#### EXERCISE GOAL
Transcribe the blog post below on the Sulawesi Lontar manuscript verbatim, from its date line through its final sentence.

start SELECTED PASSAGE

Wednesday 6 April 2016

a definite beginning and end

Continuing on from Egidija’s last post I am going to take a look into curious structures. Or the curious structure of one particular book. 

A History of the Book in 100 Books, Roderick Cave and Sara Ayad - 2014

The Sulawesi reel-to-reel is a Lontar manuscript, created in South Sulawesi, Indonesia before 1907.

Lontar is the Indonesian word for for a palm leaf manuscript. It is the modern form of Old Javanese ‘Rontal’ which is composed of two Old Javanese words, ron "leaf" and tal "Borassus flabellifer, palmyra palm". Not only are the palms used for making books they are made into plaited mats, water scoops, ornaments, ritual tools, and writing material. The more traditional form of the Lontar is more recognisable, with strips of dried palm leaves held together with twine, between two strips of wood.

end SELECTED PASSAGE
start INFORMATION SHOWN

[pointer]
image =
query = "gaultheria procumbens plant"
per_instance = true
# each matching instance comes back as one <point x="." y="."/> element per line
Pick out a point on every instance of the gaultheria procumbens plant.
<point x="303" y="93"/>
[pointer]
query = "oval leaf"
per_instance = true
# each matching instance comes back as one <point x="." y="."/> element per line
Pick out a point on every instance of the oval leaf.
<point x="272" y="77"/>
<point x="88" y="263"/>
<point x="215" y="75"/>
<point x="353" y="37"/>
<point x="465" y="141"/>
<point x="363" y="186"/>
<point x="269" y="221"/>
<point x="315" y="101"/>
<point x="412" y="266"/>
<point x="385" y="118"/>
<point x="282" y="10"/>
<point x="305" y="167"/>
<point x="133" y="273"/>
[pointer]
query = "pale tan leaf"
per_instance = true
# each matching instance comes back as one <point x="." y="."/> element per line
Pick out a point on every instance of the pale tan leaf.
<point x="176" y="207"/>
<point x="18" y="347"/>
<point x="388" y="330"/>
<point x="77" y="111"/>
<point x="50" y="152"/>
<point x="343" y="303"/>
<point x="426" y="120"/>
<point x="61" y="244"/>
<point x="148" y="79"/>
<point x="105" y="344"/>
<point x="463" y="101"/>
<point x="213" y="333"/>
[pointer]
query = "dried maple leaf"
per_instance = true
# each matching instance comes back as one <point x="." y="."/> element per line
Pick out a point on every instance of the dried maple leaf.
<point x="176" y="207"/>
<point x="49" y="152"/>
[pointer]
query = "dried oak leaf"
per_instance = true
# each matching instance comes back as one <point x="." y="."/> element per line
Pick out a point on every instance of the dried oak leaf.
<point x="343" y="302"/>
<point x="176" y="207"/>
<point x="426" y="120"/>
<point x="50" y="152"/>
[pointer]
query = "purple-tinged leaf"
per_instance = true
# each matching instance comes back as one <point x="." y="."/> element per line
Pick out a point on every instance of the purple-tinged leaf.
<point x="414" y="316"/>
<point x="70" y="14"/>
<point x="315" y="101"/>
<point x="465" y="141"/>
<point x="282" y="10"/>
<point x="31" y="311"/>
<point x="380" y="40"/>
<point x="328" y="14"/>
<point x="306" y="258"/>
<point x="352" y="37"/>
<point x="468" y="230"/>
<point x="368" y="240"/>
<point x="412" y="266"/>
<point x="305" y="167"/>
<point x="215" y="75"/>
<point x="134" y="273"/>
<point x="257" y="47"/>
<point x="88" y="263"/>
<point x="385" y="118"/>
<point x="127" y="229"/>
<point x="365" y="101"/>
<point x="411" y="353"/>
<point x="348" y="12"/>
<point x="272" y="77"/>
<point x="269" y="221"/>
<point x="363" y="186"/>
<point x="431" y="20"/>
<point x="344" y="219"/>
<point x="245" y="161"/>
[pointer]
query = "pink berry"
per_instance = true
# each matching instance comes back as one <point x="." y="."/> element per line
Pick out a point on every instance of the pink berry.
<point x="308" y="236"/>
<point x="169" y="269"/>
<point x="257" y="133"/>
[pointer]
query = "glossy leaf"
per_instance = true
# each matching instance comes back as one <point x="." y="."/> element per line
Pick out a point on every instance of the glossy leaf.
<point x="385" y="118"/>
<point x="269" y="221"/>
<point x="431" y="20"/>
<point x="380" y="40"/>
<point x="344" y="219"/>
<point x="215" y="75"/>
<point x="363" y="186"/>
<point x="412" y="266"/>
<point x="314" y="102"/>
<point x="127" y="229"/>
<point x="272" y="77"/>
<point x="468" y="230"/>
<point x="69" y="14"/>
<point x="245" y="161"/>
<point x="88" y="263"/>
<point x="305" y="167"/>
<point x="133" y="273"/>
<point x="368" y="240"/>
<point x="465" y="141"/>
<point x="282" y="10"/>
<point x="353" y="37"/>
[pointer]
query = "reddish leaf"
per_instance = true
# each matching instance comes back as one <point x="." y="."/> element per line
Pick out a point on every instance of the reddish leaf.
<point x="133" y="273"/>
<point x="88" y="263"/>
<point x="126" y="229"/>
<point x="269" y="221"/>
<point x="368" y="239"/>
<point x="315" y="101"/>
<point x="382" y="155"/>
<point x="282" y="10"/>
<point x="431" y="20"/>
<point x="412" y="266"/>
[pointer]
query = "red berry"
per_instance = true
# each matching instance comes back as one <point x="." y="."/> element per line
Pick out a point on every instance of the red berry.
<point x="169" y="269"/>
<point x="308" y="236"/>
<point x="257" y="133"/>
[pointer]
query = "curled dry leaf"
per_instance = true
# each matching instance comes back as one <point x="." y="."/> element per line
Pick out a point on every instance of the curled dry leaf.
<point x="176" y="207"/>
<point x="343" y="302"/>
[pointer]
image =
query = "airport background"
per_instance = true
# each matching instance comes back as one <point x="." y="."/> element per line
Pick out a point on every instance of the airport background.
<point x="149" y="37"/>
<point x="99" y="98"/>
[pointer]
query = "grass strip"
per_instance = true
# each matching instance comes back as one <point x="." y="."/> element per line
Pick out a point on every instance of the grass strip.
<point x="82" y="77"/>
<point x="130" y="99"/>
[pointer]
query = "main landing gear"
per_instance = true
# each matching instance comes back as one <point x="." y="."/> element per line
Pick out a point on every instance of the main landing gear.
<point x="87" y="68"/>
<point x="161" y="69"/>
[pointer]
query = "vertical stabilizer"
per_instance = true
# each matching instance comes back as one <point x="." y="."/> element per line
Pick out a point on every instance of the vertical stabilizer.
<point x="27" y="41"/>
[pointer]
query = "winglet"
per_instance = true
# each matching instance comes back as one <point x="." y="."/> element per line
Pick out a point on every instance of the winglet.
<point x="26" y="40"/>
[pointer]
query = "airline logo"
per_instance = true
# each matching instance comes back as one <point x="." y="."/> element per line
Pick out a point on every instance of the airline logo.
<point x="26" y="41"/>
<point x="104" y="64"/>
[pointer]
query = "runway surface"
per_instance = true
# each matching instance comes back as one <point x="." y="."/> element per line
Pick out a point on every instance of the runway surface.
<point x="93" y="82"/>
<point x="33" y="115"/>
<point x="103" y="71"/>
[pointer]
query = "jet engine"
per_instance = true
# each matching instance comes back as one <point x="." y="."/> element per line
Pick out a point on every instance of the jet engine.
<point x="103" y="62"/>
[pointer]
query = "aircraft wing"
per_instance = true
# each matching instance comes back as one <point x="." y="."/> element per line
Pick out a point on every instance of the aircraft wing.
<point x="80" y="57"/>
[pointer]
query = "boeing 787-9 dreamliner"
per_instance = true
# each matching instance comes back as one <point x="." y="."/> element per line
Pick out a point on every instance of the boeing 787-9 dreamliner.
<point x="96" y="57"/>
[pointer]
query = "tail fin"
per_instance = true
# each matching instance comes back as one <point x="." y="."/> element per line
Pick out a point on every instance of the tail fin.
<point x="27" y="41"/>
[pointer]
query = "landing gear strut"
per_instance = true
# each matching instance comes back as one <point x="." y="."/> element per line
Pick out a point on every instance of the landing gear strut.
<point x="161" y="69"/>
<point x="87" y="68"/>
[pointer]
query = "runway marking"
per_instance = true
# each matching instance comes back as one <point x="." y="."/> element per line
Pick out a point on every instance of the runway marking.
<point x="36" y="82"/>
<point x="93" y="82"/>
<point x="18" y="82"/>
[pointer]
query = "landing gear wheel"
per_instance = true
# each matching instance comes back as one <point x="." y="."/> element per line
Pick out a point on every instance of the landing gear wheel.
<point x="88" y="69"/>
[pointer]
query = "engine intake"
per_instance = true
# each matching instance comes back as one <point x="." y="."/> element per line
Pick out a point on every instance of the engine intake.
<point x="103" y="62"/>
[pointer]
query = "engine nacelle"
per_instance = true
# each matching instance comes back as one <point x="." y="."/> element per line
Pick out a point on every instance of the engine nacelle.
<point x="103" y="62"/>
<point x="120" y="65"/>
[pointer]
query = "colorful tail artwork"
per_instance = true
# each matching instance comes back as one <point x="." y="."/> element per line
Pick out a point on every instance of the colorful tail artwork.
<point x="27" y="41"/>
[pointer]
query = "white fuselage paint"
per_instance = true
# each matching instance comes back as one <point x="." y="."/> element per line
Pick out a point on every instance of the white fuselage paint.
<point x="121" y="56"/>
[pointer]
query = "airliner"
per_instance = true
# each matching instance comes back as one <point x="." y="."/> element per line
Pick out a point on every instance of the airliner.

end INFORMATION SHOWN

#### RESULT FOR THIS TASK
Wednesday 6 April 2016

a definite beginning and end

Continuing on from Egidija’s last post I am going to take a look into curious structures. Or the curious structure of one particular book. 

A History of the Book in 100 Books, Roderick Cave and Sara Ayad - 2014

The Sulawesi reel-to-reel is a Lontar manuscript, created in South Sulawesi, Indonesia before 1907.

Lontar is the Indonesian word for for a palm leaf manuscript. It is the modern form of Old Javanese ‘Rontal’ which is composed of two Old Javanese words, ron "leaf" and tal "Borassus flabellifer, palmyra palm". Not only are the palms used for making books they are made into plaited mats, water scoops, ornaments, ritual tools, and writing material. The more traditional form of the Lontar is more recognisable, with strips of dried palm leaves held together with twine, between two strips of wood.